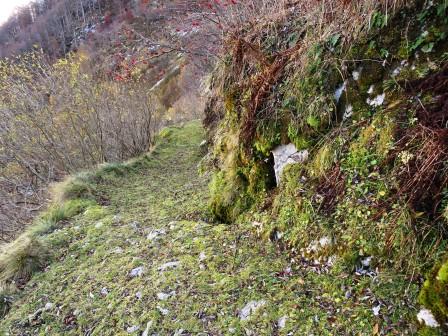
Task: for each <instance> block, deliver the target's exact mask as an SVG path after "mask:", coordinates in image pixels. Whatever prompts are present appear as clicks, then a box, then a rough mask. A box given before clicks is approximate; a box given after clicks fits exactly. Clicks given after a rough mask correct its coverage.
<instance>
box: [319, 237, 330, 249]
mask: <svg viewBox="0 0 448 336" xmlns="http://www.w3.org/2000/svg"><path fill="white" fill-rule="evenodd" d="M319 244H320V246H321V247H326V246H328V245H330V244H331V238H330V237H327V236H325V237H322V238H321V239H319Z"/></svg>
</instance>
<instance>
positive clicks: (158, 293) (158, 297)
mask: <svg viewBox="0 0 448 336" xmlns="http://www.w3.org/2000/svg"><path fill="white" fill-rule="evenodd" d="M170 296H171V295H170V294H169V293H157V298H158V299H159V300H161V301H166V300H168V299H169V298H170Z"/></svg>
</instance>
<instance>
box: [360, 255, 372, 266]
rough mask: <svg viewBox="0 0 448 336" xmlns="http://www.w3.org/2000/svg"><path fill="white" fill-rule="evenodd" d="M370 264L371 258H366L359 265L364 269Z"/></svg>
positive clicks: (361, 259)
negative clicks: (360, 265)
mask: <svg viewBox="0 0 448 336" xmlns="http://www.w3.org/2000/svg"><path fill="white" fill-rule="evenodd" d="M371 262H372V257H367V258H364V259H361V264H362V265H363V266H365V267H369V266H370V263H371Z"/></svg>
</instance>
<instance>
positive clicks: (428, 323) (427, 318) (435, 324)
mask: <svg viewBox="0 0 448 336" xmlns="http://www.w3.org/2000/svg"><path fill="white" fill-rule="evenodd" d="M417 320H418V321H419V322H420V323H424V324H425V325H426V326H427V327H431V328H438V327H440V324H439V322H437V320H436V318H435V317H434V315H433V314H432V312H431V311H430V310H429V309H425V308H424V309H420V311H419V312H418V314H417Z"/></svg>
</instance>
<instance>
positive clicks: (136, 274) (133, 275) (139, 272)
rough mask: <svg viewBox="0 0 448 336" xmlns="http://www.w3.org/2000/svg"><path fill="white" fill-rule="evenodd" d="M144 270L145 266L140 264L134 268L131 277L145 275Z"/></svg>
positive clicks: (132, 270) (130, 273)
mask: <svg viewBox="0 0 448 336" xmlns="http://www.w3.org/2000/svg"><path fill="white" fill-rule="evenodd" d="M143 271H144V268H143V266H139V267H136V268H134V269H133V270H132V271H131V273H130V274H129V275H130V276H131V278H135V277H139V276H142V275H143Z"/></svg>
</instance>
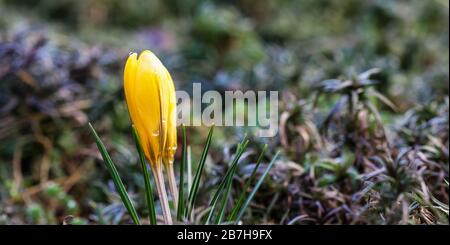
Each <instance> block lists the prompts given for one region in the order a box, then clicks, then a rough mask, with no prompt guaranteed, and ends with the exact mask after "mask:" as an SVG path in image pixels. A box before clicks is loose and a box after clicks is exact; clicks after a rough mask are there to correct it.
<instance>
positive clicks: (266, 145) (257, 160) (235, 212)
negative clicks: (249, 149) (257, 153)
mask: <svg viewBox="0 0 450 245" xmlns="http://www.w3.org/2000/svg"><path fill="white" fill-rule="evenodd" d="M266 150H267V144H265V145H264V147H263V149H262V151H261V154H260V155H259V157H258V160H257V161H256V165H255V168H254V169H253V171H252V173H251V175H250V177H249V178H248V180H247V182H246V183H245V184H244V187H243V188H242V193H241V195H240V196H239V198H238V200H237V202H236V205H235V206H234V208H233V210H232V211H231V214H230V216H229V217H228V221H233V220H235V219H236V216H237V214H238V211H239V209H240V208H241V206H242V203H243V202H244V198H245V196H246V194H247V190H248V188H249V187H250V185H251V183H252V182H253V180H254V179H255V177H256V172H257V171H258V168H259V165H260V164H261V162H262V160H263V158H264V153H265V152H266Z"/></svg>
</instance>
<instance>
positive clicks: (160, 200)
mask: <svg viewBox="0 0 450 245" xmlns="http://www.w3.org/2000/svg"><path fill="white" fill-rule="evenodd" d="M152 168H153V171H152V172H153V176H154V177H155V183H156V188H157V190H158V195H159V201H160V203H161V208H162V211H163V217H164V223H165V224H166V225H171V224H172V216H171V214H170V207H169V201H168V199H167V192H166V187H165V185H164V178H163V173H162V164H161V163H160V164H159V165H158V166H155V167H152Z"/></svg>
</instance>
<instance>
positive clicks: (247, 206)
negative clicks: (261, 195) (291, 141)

━━━━

WHAT TO PRODUCE: Print the material exactly as given, but not the pictures.

RESULT OF THIS TASK:
Task: for each <instance> block, deliver the target's exact mask as an SVG path after "mask:", coordinates in image pixels. Whatever prompts are present appear as clicks, then a box, then a rough mask. A box given before clicks is approximate; a box given after clicks fits exactly. Clicks given after a rough mask correct its coverage.
<instance>
box: [319, 237, 330, 249]
mask: <svg viewBox="0 0 448 336" xmlns="http://www.w3.org/2000/svg"><path fill="white" fill-rule="evenodd" d="M319 244H320V246H321V247H326V246H328V245H330V244H331V238H330V237H327V236H325V237H322V238H321V239H319Z"/></svg>
</instance>
<instance>
positive clicks: (158, 293) (158, 297)
mask: <svg viewBox="0 0 448 336" xmlns="http://www.w3.org/2000/svg"><path fill="white" fill-rule="evenodd" d="M170 296H171V295H170V294H169V293H157V298H158V299H159V300H161V301H166V300H168V299H169V298H170Z"/></svg>
</instance>
<instance>
box: [360, 255, 372, 266]
rough mask: <svg viewBox="0 0 448 336" xmlns="http://www.w3.org/2000/svg"><path fill="white" fill-rule="evenodd" d="M370 264L371 258H366L359 265L364 269Z"/></svg>
positive clicks: (361, 259)
negative clicks: (360, 265)
mask: <svg viewBox="0 0 448 336" xmlns="http://www.w3.org/2000/svg"><path fill="white" fill-rule="evenodd" d="M371 262H372V257H367V258H364V259H361V264H362V265H363V266H365V267H369V266H370V263H371Z"/></svg>
</instance>
<instance>
positive clicks: (428, 323) (427, 318) (435, 324)
mask: <svg viewBox="0 0 448 336" xmlns="http://www.w3.org/2000/svg"><path fill="white" fill-rule="evenodd" d="M417 320H418V321H419V322H420V323H424V324H425V325H426V326H427V327H431V328H438V327H440V324H439V322H437V320H436V318H435V317H434V315H433V314H432V312H431V311H430V310H429V309H425V308H424V309H420V311H419V312H418V314H417Z"/></svg>
</instance>
<instance>
positive clicks: (136, 274) (133, 275) (139, 272)
rough mask: <svg viewBox="0 0 448 336" xmlns="http://www.w3.org/2000/svg"><path fill="white" fill-rule="evenodd" d="M144 270L145 266L140 264L134 268L131 277L145 275Z"/></svg>
positive clicks: (132, 270) (130, 273)
mask: <svg viewBox="0 0 448 336" xmlns="http://www.w3.org/2000/svg"><path fill="white" fill-rule="evenodd" d="M143 271H144V268H143V266H139V267H136V268H134V269H133V270H132V271H131V273H130V274H129V275H130V276H131V278H135V277H139V276H142V275H143Z"/></svg>
</instance>
Each <instance> block lists the prompts given for one region in the order a box, then clicks, then a rough mask, with no prompt guaranteed, and ends with the exact mask after "mask:" as an SVG path in image pixels. A box before clicks is loose and a box after clicks is exact; clicks after a rough mask are there to correct it.
<instance>
positive clicks: (266, 145) (257, 160) (235, 212)
negative clicks: (249, 149) (257, 153)
mask: <svg viewBox="0 0 450 245" xmlns="http://www.w3.org/2000/svg"><path fill="white" fill-rule="evenodd" d="M266 150H267V144H265V145H264V147H263V149H262V151H261V154H260V155H259V157H258V160H257V161H256V165H255V168H254V169H253V171H252V173H251V175H250V177H249V178H248V180H247V182H246V183H245V184H244V187H243V188H242V193H241V195H240V196H239V198H238V200H237V202H236V205H235V206H234V208H233V210H232V211H231V214H230V216H229V217H228V221H233V220H235V219H236V216H237V214H238V211H239V209H240V208H241V206H242V203H243V202H244V198H245V196H246V194H247V190H248V188H249V187H250V185H251V183H252V182H253V180H254V179H255V177H256V172H257V171H258V168H259V165H260V164H261V162H262V160H263V158H264V153H265V152H266Z"/></svg>
</instance>
<instance>
positive clicks: (160, 200)
mask: <svg viewBox="0 0 450 245" xmlns="http://www.w3.org/2000/svg"><path fill="white" fill-rule="evenodd" d="M152 168H153V171H152V172H153V176H154V177H155V183H156V188H157V190H158V195H159V201H160V203H161V208H162V211H163V217H164V223H165V224H166V225H171V224H172V216H171V214H170V207H169V201H168V199H167V192H166V187H165V185H164V178H163V173H162V164H161V163H160V164H159V165H158V166H155V167H152Z"/></svg>
</instance>
<instance>
positive clicks: (247, 206)
negative clicks: (261, 195) (291, 141)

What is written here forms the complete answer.